[Image point annotation entries]

= = = =

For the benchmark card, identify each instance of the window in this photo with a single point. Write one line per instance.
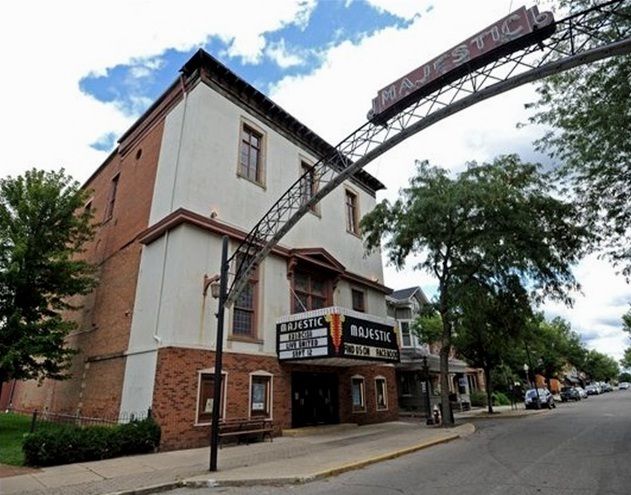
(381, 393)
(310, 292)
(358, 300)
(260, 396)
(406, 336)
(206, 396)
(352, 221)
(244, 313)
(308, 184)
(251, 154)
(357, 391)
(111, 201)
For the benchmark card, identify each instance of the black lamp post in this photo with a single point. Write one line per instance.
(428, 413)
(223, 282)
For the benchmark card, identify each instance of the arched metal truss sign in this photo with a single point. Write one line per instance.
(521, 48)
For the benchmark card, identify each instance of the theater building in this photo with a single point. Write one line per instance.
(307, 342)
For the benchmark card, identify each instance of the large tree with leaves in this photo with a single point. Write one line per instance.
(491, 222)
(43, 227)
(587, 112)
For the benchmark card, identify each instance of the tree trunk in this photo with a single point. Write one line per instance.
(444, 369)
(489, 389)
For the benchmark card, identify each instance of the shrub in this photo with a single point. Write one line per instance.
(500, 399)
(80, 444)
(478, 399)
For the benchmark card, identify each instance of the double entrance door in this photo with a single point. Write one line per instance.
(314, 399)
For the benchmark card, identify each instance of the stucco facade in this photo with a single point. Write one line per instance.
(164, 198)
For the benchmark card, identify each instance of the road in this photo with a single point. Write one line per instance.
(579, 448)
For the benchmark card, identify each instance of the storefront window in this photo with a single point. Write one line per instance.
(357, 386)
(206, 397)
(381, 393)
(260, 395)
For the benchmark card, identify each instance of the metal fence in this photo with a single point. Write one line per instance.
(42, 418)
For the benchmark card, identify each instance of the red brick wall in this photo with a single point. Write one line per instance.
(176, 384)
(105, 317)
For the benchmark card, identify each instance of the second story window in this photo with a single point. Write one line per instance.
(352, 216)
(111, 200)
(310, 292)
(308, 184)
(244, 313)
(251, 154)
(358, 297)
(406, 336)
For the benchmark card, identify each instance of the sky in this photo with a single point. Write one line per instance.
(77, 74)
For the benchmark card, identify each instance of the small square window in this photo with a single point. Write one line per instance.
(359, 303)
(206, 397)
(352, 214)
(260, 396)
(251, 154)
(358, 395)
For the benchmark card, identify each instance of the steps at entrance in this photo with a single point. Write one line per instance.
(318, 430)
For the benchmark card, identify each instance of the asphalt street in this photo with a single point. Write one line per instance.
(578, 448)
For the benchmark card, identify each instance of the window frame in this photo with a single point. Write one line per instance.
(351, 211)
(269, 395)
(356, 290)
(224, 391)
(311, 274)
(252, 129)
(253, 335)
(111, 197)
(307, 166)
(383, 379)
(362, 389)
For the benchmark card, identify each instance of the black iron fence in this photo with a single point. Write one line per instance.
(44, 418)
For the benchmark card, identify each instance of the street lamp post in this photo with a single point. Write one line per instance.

= = = =

Task brief: Revise every entry above by replacing "benchmark card" with "evaluation card" and leave all else unchanged. Omit the pictures from your answer.

Problem solution:
For the evaluation card, identify each instance of the window in this photo with a single point. Write one line per instance.
(381, 393)
(310, 292)
(358, 300)
(260, 396)
(406, 336)
(206, 396)
(352, 221)
(244, 313)
(308, 184)
(251, 154)
(357, 391)
(111, 201)
For the evaluation card, identify each instance of the black lamp post in this photo with a single point. Write one line per instance.
(428, 413)
(223, 282)
For the evaluation card, identify each instance of the arched metal truss sign in this photo with a single point. Write one line per instance.
(521, 48)
For the evaluation card, identify each instance of the theater building in this photo with a single point. Write one line per instance.
(307, 342)
For the evaluation card, identify each instance of the large tree with leaves in this photo with a single point. Write one line per instance.
(491, 222)
(43, 227)
(587, 112)
For the evaluation card, identify each instance of the tree trunk in this photo with a single point. Write one line per instance.
(444, 369)
(489, 389)
For the evaluation card, identify each instance of the shrub in this photo with a single point. Write one line per instance.
(500, 399)
(80, 444)
(478, 399)
For the evaluation card, identify each instance of the double entrance door in this photo with a single point. Write one line per instance.
(314, 399)
For the evaluation card, identify each instance of the stucco facade in this photo with a single point. Write one line per instance.
(164, 198)
For the evaluation card, identify each instance of the road in this photo with a single point. Write one line per instance.
(579, 448)
For the evaluation card, identify each instance of the storefront window in this photo with a single point. Write one line per instance.
(357, 386)
(206, 397)
(381, 393)
(260, 395)
For the evaluation card, identify each instance of the metal fence in this photo with a single point. Write one line per instance.
(42, 418)
For the evaluation card, identify each instance of the red brick wall in this photo with a single point. Write one line per instance.
(176, 384)
(105, 317)
For the evaluation card, identify each instance of the second story window in this photo with a single point. Write one line per instance.
(352, 216)
(111, 200)
(310, 292)
(308, 184)
(244, 313)
(251, 154)
(358, 297)
(406, 336)
For the evaluation card, identify each instance of the sky in this photo with a single point. Write one line per instance.
(77, 74)
For the evaluation card, identify each instance of the small square window in this photo with a single point. Write one line per instance.
(359, 303)
(206, 397)
(352, 214)
(260, 396)
(251, 154)
(358, 395)
For the evaluation card, identify each instance of the steps at entrance in this photo with a single point. Write one line per instance.
(318, 430)
For the evaluation card, identify each instance of the asphalt street in this photo with a single point. Write one line per instance.
(578, 448)
For the evaluation card, identify each instance of the window frame in this photo with a single point. Write one line per instance.
(351, 211)
(269, 395)
(356, 290)
(224, 391)
(311, 274)
(252, 129)
(253, 335)
(111, 197)
(307, 166)
(383, 379)
(362, 389)
For the evaluation card, identify each instance of the black iron fence in this photo with a single point. Write one line per instance.
(44, 418)
For the evaluation card, identify each instance of the street lamp post in this photo with a single point. Write one line per instance.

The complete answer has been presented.